**Consigne:**
Présente toutes les lignes des items ci-dessous sous forme de liste numérotée, en omettant les lignes vides.

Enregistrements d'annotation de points
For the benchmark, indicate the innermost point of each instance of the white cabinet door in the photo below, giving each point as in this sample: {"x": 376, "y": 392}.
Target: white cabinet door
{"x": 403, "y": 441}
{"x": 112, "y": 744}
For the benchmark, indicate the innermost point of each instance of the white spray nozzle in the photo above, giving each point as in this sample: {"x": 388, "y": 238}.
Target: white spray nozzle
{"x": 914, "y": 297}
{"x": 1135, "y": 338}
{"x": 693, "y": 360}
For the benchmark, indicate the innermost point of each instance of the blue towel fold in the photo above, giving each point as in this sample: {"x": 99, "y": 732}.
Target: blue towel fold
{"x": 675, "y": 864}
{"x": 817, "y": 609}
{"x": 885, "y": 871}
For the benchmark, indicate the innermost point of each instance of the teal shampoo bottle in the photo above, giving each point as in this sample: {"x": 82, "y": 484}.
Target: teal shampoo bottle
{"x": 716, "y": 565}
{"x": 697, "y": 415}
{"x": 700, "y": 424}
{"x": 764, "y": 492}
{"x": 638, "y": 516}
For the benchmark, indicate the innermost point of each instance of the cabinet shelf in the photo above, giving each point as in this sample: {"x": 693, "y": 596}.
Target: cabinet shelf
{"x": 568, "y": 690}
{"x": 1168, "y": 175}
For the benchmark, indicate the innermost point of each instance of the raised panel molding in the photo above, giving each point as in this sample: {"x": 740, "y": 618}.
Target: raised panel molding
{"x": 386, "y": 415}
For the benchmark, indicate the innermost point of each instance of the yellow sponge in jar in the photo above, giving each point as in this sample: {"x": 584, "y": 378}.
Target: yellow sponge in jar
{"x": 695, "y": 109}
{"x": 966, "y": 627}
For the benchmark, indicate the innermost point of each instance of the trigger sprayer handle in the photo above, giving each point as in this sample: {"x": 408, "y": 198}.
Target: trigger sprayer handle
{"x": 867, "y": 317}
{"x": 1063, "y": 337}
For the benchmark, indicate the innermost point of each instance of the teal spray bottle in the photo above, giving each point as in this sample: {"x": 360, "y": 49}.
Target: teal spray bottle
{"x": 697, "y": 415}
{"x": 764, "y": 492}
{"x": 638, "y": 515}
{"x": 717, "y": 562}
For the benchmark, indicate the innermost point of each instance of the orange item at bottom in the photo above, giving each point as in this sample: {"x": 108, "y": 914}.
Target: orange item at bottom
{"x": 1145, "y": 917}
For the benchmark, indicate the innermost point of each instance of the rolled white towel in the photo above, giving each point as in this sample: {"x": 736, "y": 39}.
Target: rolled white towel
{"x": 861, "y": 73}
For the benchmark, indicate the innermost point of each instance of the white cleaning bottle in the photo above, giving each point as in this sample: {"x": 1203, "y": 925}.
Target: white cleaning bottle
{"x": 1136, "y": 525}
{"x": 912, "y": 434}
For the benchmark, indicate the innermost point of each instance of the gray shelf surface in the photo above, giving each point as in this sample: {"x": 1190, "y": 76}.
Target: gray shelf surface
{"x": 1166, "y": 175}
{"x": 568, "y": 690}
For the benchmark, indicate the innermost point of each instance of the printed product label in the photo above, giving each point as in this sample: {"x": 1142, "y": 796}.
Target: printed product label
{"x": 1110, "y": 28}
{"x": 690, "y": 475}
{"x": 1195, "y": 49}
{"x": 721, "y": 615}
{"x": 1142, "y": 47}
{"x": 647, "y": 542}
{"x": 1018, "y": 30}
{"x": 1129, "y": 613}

**Résultat:**
1. For the benchmark, indicate the innermost point of each instance of the white cabinet door in the photo below, giving each point as in this sample: {"x": 376, "y": 392}.
2. Target: white cabinet door
3. {"x": 403, "y": 441}
4. {"x": 112, "y": 744}
5. For the benchmark, indicate the innermost point of each instance of the white spray nozzle in the photo above, giving each point as in this sample: {"x": 388, "y": 238}.
6. Target: white spray nozzle
7. {"x": 914, "y": 297}
8. {"x": 1135, "y": 338}
9. {"x": 693, "y": 360}
10. For the benchmark, indicate the innermost point of each instance of the blue towel fold in the photo above, giving each point as in this sample: {"x": 99, "y": 732}.
11. Target: blue towel fold
12. {"x": 675, "y": 864}
13. {"x": 817, "y": 609}
14. {"x": 885, "y": 871}
15. For the benchmark, indicate the innermost point of each instance of the teal shampoo bottle in the photo above, giving each point as in this sample: {"x": 82, "y": 484}.
16. Target: teal shampoo bottle
17. {"x": 716, "y": 565}
18. {"x": 697, "y": 415}
19. {"x": 700, "y": 424}
20. {"x": 764, "y": 492}
21. {"x": 638, "y": 516}
22. For the benchmark, indicate the innermost point of each instance of the cabinet shelf in the photo above, giving each point as in this sample: {"x": 693, "y": 596}.
23. Target: cabinet shelf
24. {"x": 568, "y": 690}
25. {"x": 1168, "y": 175}
26. For the benchmark, indicate the innermost point of each instance of the raised panel molding in the photo above, giving each point as in this sample: {"x": 740, "y": 618}.
27. Target: raised panel molding
28. {"x": 386, "y": 415}
29. For the benchmark, indicate the innermost point of each instance of the yellow sponge in jar in the photo above, giving each point as in this sample: {"x": 584, "y": 378}.
30. Target: yellow sponge in jar
31. {"x": 695, "y": 109}
32. {"x": 966, "y": 627}
33. For the benchmark, indicate the innermost point of each instance of the trigger sprayer handle in the photo above, giving each point as in this sample: {"x": 408, "y": 198}.
34. Target: trigger sprayer handle
35. {"x": 867, "y": 317}
36. {"x": 1063, "y": 337}
37. For the benchmark, indicate the innermost point of each instance of the teal spray bottle in the photo above, giving each point as in this sample: {"x": 360, "y": 49}.
38. Target: teal spray bottle
39. {"x": 697, "y": 415}
40. {"x": 764, "y": 492}
41. {"x": 638, "y": 515}
42. {"x": 717, "y": 562}
43. For the benchmark, indicate the innermost point of each instance of the orange item at bottom in the photo above, giving each point as in this sample: {"x": 108, "y": 914}.
44. Target: orange item at bottom
45. {"x": 1145, "y": 917}
46. For the benchmark, indicate the innermost point of each instance of the rolled white towel in the photo above, giving each point as in this sample: {"x": 736, "y": 39}.
47. Target: rolled white towel
48. {"x": 861, "y": 73}
49. For the benchmark, indicate the innermost point of each instance of the white cleaning bottle in the photo above, giving each point as in this sample: {"x": 1203, "y": 925}.
50. Target: white cleaning bottle
51. {"x": 1136, "y": 525}
52. {"x": 912, "y": 434}
53. For the benchmark, indicate the innermost point of each instance of the gray shelf surface in the photo above, giving each point as in this sample: {"x": 1190, "y": 76}.
54. Target: gray shelf surface
55. {"x": 1166, "y": 175}
56. {"x": 568, "y": 690}
57. For the benchmark, indicate the innermost point of each instance of the printed product label in the photo above, giving each point as in this sample: {"x": 1142, "y": 796}.
58. Target: printed product label
59. {"x": 1110, "y": 28}
60. {"x": 690, "y": 475}
61. {"x": 1195, "y": 49}
62. {"x": 721, "y": 615}
63. {"x": 1142, "y": 47}
64. {"x": 647, "y": 542}
65. {"x": 1018, "y": 30}
66. {"x": 1129, "y": 613}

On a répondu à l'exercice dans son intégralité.